- **Extract provided**:

▼▼▼

The Bible talks about our life as merely a vapor or mist, a shadow. If the whole of a person’s life is but that, then how do you begin to characterize this ever-so-brief stage of my baby’s discovery? The raspberry-blowing stage. It is something so fleeting, that within the whole of a mist or shadow it is easily swallowed.
If I listen to myself, the midnight raspberries could drive me crazy. The hour(s)-plus show and lost sleep it invites could force me to the edge. This might be part of that less-than-ten percent of motherhood that, if I am honest, can lead me to miss the selfish freedom I enjoyed up until a couple years ago. After all, just because you fully embrace a new chapter doesn’t mean you can’t at times mourn one that’s closed; the two activities are not mutually exclusive.
But if I prayerfully pause to listen to the supernatural whispers to my soul, I am gifted perspective. Somehow in this whirlwind of craziness called mothering two littles while working, God can and does gift a different way of seeing things. I call it a gift, because it is truly that. It certainly doesn’t come from within me; it is placed within me from outside. Instead of collapsing under the weight of no sleep and frustration for lack of personal space, if I tune in closely, God enables a divine sense of the place in time for this most important responsibility.
Sleepless nights aren’t forever. As a friend reminded me the other night while we surveyed our four children aged three and under, “We can sleep when we’re dead.” Yes, there’s always that.

▲▲▲

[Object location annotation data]
▼▼▼

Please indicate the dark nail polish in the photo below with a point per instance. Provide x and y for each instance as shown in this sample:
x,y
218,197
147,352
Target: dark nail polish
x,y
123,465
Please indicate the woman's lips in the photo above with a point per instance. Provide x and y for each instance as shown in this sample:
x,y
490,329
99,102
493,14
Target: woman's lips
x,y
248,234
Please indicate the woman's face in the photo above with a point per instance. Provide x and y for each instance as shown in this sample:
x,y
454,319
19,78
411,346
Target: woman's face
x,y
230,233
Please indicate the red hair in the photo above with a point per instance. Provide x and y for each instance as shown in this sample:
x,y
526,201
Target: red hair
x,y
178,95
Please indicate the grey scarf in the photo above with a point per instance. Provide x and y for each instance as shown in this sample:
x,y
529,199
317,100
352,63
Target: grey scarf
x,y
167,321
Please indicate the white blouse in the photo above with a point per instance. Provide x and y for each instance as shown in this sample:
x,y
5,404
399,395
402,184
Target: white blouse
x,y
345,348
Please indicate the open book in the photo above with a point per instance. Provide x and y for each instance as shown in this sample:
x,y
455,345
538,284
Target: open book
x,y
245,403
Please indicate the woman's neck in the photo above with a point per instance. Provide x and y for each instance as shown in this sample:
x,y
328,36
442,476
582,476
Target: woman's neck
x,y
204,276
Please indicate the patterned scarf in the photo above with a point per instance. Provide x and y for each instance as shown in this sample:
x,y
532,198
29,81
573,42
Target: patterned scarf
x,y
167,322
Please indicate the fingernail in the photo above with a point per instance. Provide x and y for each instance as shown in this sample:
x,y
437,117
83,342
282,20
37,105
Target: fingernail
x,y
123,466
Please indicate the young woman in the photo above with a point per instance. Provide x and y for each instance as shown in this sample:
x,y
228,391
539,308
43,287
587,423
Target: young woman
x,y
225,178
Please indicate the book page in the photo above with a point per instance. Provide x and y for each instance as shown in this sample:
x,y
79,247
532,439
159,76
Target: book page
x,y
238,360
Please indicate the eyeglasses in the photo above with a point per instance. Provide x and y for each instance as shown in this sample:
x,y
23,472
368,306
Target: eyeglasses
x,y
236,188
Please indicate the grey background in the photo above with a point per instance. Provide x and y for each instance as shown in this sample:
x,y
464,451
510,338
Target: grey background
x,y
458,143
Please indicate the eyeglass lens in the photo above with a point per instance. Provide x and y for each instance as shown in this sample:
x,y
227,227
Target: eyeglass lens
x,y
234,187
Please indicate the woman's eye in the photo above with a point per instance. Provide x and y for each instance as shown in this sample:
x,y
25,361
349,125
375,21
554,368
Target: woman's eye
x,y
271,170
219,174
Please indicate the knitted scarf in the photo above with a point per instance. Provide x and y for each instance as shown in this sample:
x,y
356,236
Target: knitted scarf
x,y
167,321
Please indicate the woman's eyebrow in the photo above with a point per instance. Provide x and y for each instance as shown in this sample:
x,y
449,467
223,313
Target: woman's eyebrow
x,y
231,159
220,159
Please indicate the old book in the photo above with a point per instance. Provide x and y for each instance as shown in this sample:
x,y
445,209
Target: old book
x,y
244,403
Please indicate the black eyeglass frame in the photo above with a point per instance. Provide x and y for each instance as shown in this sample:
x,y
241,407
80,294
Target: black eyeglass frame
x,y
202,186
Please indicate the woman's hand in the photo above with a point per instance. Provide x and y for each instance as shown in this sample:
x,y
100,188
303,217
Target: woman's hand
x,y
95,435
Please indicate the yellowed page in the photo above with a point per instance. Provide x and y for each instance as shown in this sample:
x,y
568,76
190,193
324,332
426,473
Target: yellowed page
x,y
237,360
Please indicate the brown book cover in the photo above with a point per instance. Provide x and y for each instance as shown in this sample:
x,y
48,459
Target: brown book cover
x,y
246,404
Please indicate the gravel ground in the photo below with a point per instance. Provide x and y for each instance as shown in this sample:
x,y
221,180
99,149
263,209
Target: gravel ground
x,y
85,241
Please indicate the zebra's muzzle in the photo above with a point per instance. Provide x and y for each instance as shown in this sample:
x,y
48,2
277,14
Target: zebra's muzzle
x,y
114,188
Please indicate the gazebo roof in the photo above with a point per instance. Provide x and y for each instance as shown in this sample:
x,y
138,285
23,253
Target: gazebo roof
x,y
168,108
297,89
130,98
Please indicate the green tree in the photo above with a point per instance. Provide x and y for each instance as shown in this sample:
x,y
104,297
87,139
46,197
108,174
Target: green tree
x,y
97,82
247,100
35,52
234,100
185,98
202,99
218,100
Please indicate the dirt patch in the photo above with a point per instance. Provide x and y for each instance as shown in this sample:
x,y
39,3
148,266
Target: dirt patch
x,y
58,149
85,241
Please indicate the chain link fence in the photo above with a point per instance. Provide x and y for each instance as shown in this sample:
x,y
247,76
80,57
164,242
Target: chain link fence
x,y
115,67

▲▲▲

Please extend the passage about a baby's raspberry-blowing stage, picking up right after its final sentence.

That gift of divine perspective tells me sleepless nights aren’t forever, but what priority of love and purpose I put into my family now is. It has eternal payoff. Middle-of-the-night prayers might be the most important thing I do as a mom, the thing that can redeem my present and future failures. And deciding to maintain a heart of joy for this journey, even in the wee hours, might be a close second.
Plus, there is always the reminder of the stories of beautiful women the world over who can no longer wake to a non-slumber party with their babies for whatever reason of harsh reality. Or the women who have amazing mothers’ hearts but who don’t yet have their own child. Out of utmost respect for and in solidarity to them, I resolve to not take for granted what opportunity God has outrageously chosen to give me in this moment.
So I grab onto the belief that this is a most sacred season. And I know I find God best when I lean and live into the terms of the season he puts before me. This has happened before in more than one chapter of my life. If I am willing to let go of expectation and convenience and comfort and if I am willing to surrender to something new and raw, that is where transformation happens. Of me and my self-centered heart. In that sense, this life season is about the nurture of my babies with the hope that I will grow. The story that is being written is as much about what God wants to sow into me as it is about what I am challenged to build into them.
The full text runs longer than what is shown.